Sunday, 7 October 2012

My aunt dies


Some very sad news came to my sisters and I while we were at boarding school.  My aunt, who lived on the farm next door to us, had died.  Life was never going to be the same again.  My mother had lost her friend and confidant and we had lost the free and easy way we had of popping into their house at a moments notice. 

The day she was buried was one of the saddest days I was yet to experience in my short eleven year life span.  It was cold and rainy, which seemed to echo the damp and depressed feelings we all had as a family. 

Her body had been placed in the rondavel next to their house, and it was from here that the procession to the grave site commenced.  None of my three cousins came to the funeral, and quite frankly, I didn't blame them.  I would have found it equally as difficult if the roles had been reversed.

We walked silently along the narrow footpath, the long wet grass brushing against our legs and clothing.  Gusts of wind blew the fine rain into our faces.  The ground was muddy and waterlogged.  After a short service of committal, the pall-bearers slipping and sliding on the mound of sodden black earth, lowered the coffin into the grave.  I had this hollow feeling in the pit of my stomach, as I watched it disappear into the ground.  This was the very first close family funeral I had attended, and the realisation that my aunt would no longer be around in an earthly sense, had a very sobering effect on me.

Many people from the surrounding farms and the local dorp came to the funeral to pay their last respects, and as I observed all the faces later at tea, it occurred to me how few I was familiar with.  I knew old Mr. and Mrs. de Wet, but then everyone knew old Mr. and Mrs. de Wet.  I was particularly fasinated with the mouldy green fungi which grew all over the top of Mr. de Wet's head and down the sides of his temples, and I could only in retrospect imagine that Mrs. de Wet acquired her wardrobe by raiding the dress-up box at some nursery school.  I have seldom seen such an interesting combination of different period styles in a long time.  Other than that and one or two more people, I knew no one.

A lot of my inability to relate to people was aquired from my mother who was a bit of a recluse, and kept very much to herself.  Consequently we didn't get to visit too many of our neighbours in the farming community.  I think that having my aunt die, was very hard on my mother, as now there really was no one else for her to commuicate with, which caused to intensify her isolation.

Tuesday, 2 October 2012

Milk out of a stone


We once had a pet cow named Miranda.  She was the most docile of all cows and we could do almost anything to her and she would take it all in her stride.  We climbed up onto her broad back and attempted to ride her, and we even placed my fathers old raincoat over her and tried to climb up using the pockets as footholds.  She was the gentlest of creatures and would allow us to lie underneath her and squirt the milk from her teats straight into our mouths.  Deliciously warm and wonderfully frothy.

******

= About this exercise =
Reproduce, word for word, the stretch of the blog excerpt from "We walked silently" through "sobering effect on me.".

******

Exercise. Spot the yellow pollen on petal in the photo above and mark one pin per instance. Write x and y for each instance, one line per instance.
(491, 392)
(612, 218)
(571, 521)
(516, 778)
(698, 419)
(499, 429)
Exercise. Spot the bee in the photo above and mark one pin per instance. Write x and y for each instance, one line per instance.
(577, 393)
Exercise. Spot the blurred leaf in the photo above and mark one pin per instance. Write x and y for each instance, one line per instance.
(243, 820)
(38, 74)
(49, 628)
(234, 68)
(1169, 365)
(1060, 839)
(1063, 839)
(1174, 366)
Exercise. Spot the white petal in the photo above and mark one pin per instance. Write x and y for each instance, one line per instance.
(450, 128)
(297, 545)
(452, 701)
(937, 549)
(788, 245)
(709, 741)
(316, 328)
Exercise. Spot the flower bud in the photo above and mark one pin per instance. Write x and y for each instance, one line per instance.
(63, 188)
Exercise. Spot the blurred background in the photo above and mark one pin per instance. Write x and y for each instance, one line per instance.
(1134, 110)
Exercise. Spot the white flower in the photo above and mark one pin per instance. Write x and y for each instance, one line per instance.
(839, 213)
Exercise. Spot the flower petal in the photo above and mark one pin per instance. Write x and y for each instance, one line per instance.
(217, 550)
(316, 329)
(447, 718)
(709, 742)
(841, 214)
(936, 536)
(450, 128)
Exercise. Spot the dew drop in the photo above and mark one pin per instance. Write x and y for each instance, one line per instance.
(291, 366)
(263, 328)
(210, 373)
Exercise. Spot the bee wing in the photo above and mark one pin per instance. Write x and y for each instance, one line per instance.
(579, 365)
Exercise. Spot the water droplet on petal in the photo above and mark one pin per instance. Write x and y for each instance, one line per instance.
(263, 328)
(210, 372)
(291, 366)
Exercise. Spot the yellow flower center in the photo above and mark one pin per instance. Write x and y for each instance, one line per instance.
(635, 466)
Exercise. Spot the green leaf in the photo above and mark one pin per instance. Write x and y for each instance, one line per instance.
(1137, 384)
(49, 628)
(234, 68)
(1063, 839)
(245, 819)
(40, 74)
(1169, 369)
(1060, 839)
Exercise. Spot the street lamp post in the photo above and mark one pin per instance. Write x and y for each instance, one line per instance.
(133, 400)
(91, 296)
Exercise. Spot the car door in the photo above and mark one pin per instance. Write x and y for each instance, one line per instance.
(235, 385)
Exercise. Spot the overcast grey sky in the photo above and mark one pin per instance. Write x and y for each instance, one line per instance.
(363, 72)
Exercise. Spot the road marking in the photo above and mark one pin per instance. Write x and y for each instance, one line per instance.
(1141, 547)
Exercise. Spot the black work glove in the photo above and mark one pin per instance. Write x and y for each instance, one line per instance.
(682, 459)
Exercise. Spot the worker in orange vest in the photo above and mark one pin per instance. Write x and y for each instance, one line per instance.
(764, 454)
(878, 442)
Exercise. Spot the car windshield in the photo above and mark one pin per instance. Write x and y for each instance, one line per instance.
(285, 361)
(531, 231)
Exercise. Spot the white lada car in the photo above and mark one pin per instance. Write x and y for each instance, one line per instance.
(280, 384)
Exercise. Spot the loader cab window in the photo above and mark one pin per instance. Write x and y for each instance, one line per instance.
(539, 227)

******

= Answer space =
We walked silently along the narrow footpath, the long wet grass brushing against our legs and clothing.  Gusts of wind blew the fine rain into our faces.  The ground was muddy and waterlogged.  After a short service of committal, the pall-bearers slipping and sliding on the mound of sodden black earth, lowered the coffin into the grave.  I had this hollow feeling in the pit of my stomach, as I watched it disappear into the ground.  This was the very first close family funeral I had attended, and the realisation that my aunt would no longer be around in an earthly sense, had a very sobering effect on me.